Vorliegender Auszug:
Zu der Menge der versendeten Fragebögen kann ich nur sagen, dass die wohl richtig ist. Wir in unserem Verein (ca. 1300 Mitglieder) haben auf jeden Fall ca. 2.000 Fragebögen erhalten. Diese Fragebögen wurden allerdings nie vom Vorstand an die Mitglieder verteilt, obwohl es ohne größeren Aufwand mit der Vereinsinfopost hätte versendet werden können.

Ich selbst habe für die Vorjahre die Sammelbögen für Veranstaltungen (hauptsächlich Kutterfahrten mit der Jugendgruppe) in unserem Verein ordnungsgemäß ausgefüllt und mit dem Freiumschlag zurück gesendet. 

Nachdem das Institut die Kutterkapitäne befragte, habe ich persönlich einen Anruf eines Institutmitarbeiters erhalten. Als ich ihm mitteilte, dass ich die Fragebögen immer versendet habe, hatte sich seine Nachfrage erledigt, da die Fänge ja bereits gemeldet waren.

Also, bevor hier darüber diskutiert wird, ob die Fragebögen tatsächlich verteilt wurden oder nicht, sollte man sich erst einmal in den Vereinen erkundigen, ob da eventuell auch Fragebögen angekommen sind und entsorgt wurden. Denn ich glaube kaum, das wir der einzige Verein waren, der die Bögen zugesendet bekommen hat. Und somit liegt das Problem der mangelnden Datenerhebung bei den Vereinen und somit wieder bei den Anglern.

Auch bei den Fangmeldungen der Kutter sollte man objektiv und realistisch sein. Es gibt zwar Tage, an denen nur 40 Fische auf dem gesamten Kutter rauskommen, aber auch Tage, an denen 200 und mehr Dorsche gefangen werden. Wenn man davon einen Jahresdurchschnitt ermittelt, dann glaube ich den Erhebungen ganz einfach.

Und außerdem weiß ich genau, was ich so im Jahr fange...|wavey:


----------



## Gummischuh (5. Oktober 2007)

*AW: Stellungnahme Herr Schultz (Institut für Ostseefischerei Rostock) zur Dorschstudi*

Ich frage mich immer, wat dieser ganze Forschungs- und Bürokratiewahnsinn soll ?

Aufgaben:
A: Fasse den Absatz des Auszugs, der mit „Auch bei den Fangmeldungen der Kutter“ beginnt, kürzer zusammen und behalte dabei seine wichtigsten Aussagen bei.
B: Gib die Passage des Auszugs von „Auch bei den“ bis einschließlich „Erhebungen ganz einfach.“ wortgetreu wieder.
Die Zeilen werden für die Bearbeitung nicht benötigt.

Datenzeilen:
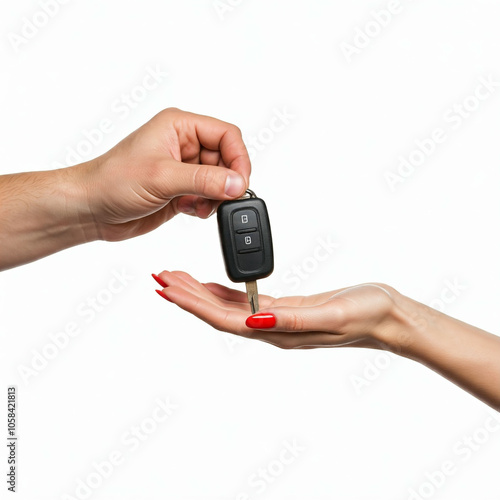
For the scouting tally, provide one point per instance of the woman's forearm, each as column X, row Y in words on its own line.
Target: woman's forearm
column 464, row 354
column 40, row 214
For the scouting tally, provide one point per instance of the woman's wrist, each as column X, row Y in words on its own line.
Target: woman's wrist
column 404, row 325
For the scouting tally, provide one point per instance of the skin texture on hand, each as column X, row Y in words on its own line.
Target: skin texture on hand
column 178, row 162
column 372, row 315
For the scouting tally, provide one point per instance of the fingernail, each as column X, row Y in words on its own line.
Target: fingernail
column 261, row 320
column 234, row 185
column 159, row 281
column 203, row 204
column 161, row 294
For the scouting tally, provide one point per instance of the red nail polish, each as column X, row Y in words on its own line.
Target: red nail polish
column 159, row 281
column 261, row 320
column 161, row 294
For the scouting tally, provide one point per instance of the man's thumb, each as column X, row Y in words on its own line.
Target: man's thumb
column 207, row 181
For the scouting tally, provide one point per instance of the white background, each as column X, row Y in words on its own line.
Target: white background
column 323, row 177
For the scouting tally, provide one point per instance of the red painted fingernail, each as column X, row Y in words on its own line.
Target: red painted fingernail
column 159, row 281
column 261, row 320
column 161, row 294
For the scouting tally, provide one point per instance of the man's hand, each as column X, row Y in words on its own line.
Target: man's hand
column 177, row 162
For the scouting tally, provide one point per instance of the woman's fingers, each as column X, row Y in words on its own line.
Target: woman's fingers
column 230, row 319
column 231, row 295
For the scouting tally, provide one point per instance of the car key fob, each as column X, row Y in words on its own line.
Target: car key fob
column 246, row 242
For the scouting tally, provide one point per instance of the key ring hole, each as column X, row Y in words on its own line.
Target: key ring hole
column 250, row 193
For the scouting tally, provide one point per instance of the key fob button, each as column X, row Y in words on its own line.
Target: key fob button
column 247, row 241
column 244, row 220
column 249, row 261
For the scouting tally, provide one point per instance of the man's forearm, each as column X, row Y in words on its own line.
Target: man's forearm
column 465, row 355
column 40, row 214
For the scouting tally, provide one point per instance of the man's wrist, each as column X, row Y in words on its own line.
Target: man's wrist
column 73, row 211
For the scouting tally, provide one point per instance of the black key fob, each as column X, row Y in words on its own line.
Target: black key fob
column 245, row 237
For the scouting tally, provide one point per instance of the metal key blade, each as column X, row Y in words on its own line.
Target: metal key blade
column 253, row 296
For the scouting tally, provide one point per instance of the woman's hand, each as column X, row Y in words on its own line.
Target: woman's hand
column 371, row 315
column 358, row 316
column 177, row 162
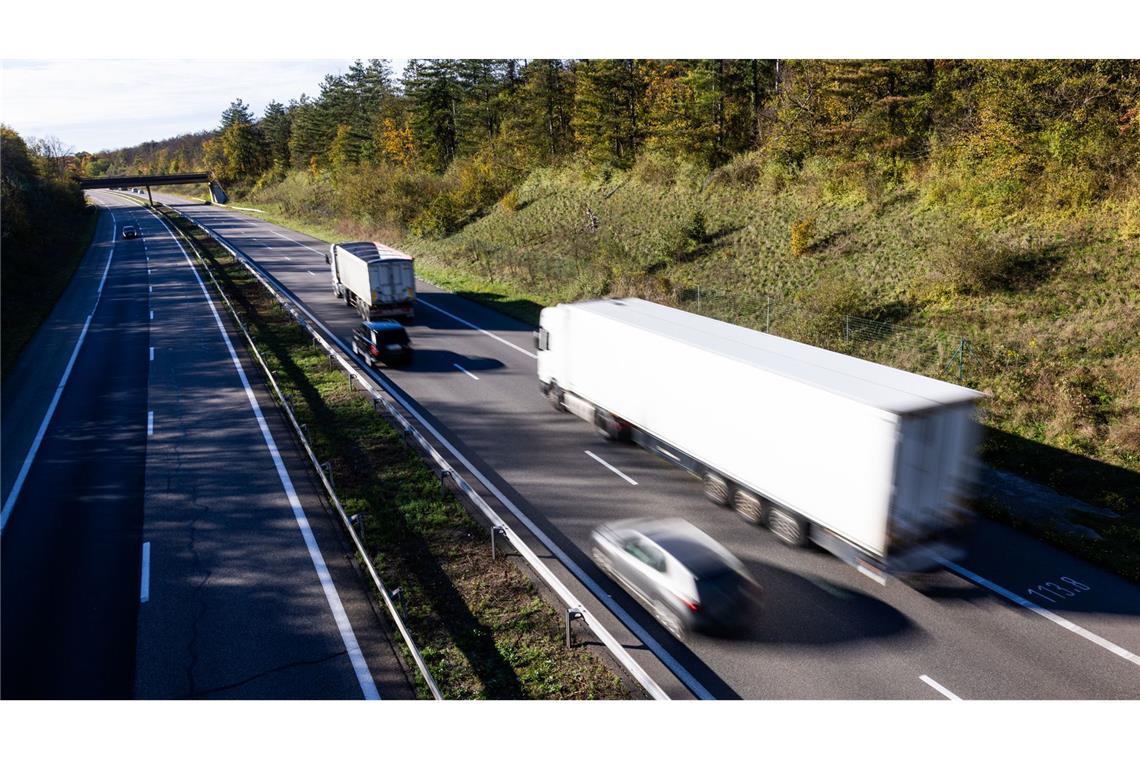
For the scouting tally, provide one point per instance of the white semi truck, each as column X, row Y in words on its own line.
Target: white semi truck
column 374, row 279
column 871, row 463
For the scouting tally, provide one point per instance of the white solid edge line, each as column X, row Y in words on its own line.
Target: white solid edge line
column 465, row 372
column 145, row 583
column 611, row 467
column 678, row 670
column 359, row 665
column 1120, row 651
column 14, row 493
column 473, row 326
column 938, row 687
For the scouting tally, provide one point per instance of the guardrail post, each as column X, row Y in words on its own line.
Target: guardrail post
column 496, row 530
column 572, row 613
column 357, row 522
column 398, row 598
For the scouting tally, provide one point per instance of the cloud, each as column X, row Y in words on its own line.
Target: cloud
column 95, row 105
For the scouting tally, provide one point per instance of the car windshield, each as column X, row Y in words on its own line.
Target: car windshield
column 388, row 336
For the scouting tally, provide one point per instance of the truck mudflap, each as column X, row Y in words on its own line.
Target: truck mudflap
column 925, row 558
column 389, row 310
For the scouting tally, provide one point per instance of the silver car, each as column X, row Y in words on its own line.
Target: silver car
column 689, row 581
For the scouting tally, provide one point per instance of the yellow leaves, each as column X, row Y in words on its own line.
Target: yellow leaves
column 398, row 144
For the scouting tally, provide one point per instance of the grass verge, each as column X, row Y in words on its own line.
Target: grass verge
column 32, row 287
column 481, row 626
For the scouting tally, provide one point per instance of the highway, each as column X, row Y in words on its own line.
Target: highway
column 984, row 629
column 162, row 537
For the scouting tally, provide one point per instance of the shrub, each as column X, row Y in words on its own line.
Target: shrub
column 695, row 229
column 510, row 202
column 803, row 230
column 832, row 299
column 441, row 218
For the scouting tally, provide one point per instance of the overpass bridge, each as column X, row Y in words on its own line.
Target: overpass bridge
column 217, row 194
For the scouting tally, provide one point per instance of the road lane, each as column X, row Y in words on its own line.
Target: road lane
column 242, row 603
column 106, row 545
column 828, row 631
column 71, row 547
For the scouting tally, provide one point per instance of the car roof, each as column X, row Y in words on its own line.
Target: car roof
column 384, row 324
column 686, row 544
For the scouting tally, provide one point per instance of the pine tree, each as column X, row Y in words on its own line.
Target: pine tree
column 277, row 128
column 608, row 109
column 433, row 92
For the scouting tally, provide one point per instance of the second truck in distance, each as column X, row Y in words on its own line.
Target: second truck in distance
column 374, row 279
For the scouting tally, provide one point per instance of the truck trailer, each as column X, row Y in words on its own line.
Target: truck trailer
column 871, row 463
column 374, row 279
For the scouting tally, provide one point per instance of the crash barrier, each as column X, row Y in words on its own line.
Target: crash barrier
column 397, row 410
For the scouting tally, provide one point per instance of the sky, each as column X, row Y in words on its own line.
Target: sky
column 98, row 104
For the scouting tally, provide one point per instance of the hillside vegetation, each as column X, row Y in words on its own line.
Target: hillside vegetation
column 45, row 230
column 971, row 220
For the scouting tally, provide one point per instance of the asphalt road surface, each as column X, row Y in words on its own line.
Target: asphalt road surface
column 993, row 628
column 164, row 539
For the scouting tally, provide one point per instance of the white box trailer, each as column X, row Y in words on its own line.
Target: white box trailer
column 374, row 279
column 869, row 462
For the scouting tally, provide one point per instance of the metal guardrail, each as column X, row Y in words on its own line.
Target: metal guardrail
column 345, row 520
column 573, row 609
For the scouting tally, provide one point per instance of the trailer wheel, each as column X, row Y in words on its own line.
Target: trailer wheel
column 608, row 426
column 788, row 528
column 716, row 489
column 554, row 395
column 749, row 506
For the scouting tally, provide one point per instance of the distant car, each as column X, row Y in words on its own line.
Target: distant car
column 684, row 578
column 383, row 341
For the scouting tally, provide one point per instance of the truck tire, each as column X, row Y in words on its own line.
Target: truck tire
column 717, row 489
column 790, row 529
column 554, row 395
column 609, row 427
column 749, row 506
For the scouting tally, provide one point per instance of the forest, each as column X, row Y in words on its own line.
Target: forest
column 976, row 220
column 45, row 231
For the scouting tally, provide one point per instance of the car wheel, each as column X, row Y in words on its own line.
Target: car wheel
column 716, row 489
column 669, row 620
column 788, row 528
column 602, row 561
column 748, row 506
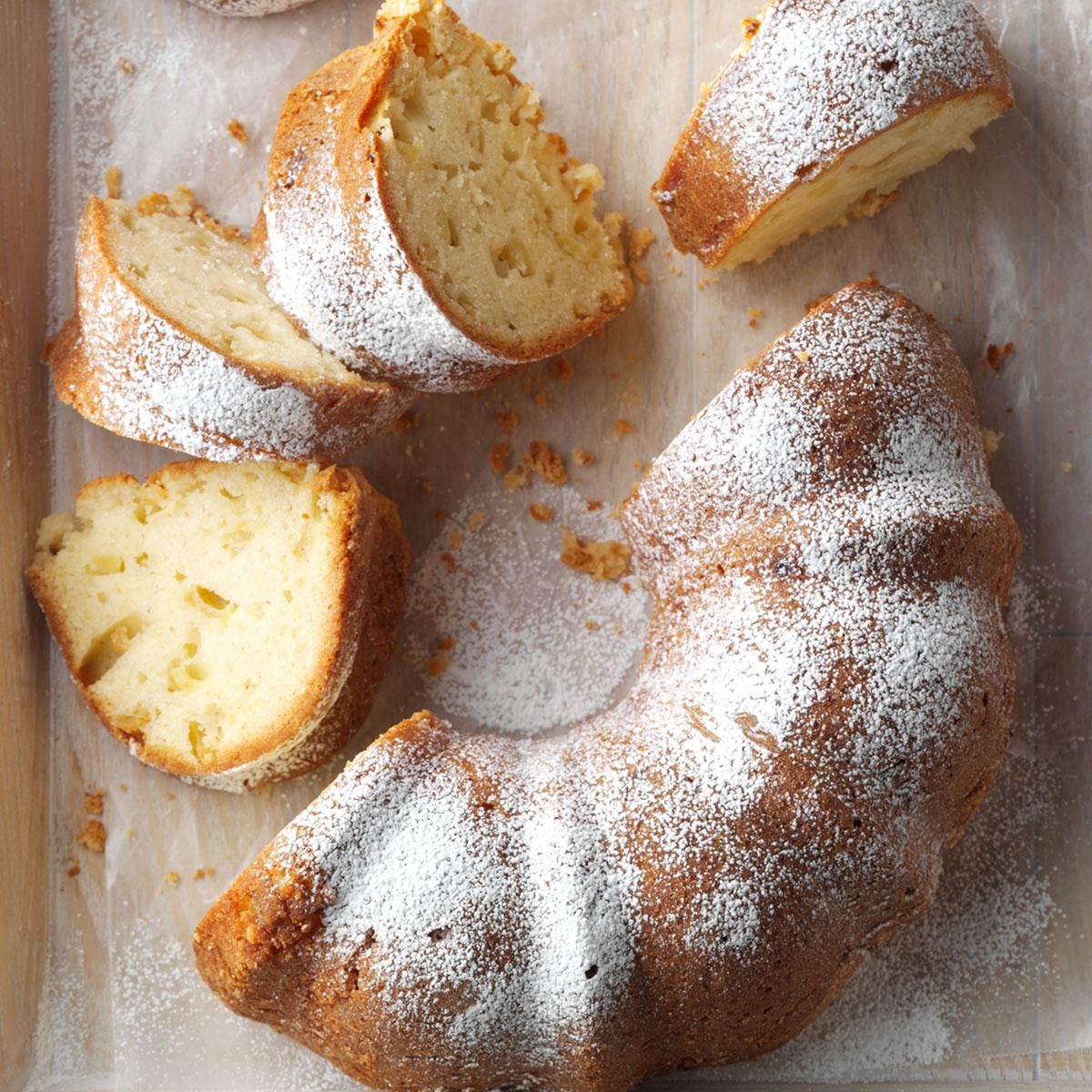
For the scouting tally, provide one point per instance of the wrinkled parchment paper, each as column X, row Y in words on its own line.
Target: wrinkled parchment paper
column 996, row 980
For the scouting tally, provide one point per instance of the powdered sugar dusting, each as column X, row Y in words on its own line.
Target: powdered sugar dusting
column 434, row 847
column 819, row 77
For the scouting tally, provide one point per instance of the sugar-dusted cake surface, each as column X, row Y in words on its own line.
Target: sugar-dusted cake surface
column 691, row 877
column 419, row 219
column 820, row 115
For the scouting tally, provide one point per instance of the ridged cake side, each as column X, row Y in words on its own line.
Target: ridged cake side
column 693, row 876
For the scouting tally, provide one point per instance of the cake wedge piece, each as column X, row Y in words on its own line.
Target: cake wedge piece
column 820, row 115
column 175, row 342
column 420, row 222
column 228, row 623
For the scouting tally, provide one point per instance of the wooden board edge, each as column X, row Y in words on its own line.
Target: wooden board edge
column 25, row 496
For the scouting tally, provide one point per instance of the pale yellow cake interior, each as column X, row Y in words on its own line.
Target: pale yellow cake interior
column 203, row 278
column 866, row 180
column 199, row 609
column 494, row 207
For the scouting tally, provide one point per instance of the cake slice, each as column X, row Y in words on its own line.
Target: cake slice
column 175, row 342
column 820, row 115
column 228, row 623
column 420, row 222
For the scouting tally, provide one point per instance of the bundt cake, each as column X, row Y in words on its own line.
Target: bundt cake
column 175, row 342
column 820, row 115
column 419, row 222
column 229, row 623
column 691, row 877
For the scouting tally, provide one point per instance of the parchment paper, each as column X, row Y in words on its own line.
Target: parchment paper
column 996, row 981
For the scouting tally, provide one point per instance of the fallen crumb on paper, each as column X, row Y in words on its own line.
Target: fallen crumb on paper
column 996, row 355
column 601, row 561
column 541, row 512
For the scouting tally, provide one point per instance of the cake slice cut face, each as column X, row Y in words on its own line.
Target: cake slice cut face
column 822, row 114
column 420, row 219
column 176, row 342
column 692, row 876
column 228, row 623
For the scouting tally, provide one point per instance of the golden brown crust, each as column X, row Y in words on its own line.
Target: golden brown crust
column 713, row 192
column 844, row 841
column 124, row 364
column 334, row 106
column 374, row 563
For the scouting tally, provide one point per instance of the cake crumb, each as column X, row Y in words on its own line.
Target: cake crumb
column 638, row 241
column 114, row 183
column 544, row 461
column 996, row 356
column 93, row 836
column 601, row 561
column 437, row 664
column 500, row 454
column 562, row 370
column 410, row 420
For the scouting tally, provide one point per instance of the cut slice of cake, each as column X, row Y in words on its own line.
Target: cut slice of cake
column 418, row 218
column 175, row 342
column 820, row 115
column 229, row 623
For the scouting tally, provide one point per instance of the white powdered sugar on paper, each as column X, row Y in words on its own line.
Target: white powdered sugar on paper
column 249, row 8
column 534, row 644
column 423, row 879
column 820, row 77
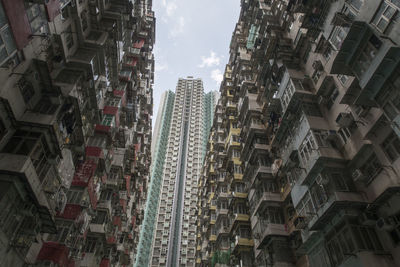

Lösungen:
A: Bei den Fangmeldungen der Kutter sollte man objektiv und realistisch bleiben. An manchen Tagen fängt der ganze Kutter nur 40 Fische, an anderen 200 Dorsche und mehr. Über einen Jahresdurchschnitt gerechnet, hält man die Erhebungen deshalb für glaubwürdig.

B:
Auch bei den Fangmeldungen der Kutter sollte man objektiv und realistisch sein. Es gibt zwar Tage, an denen nur 40 Fische auf dem gesamten Kutter rauskommen, aber auch Tage, an denen 200 und mehr Dorsche gefangen werden. Wenn man davon einen Jahresdurchschnitt ermittelt, dann glaube ich den Erhebungen ganz einfach.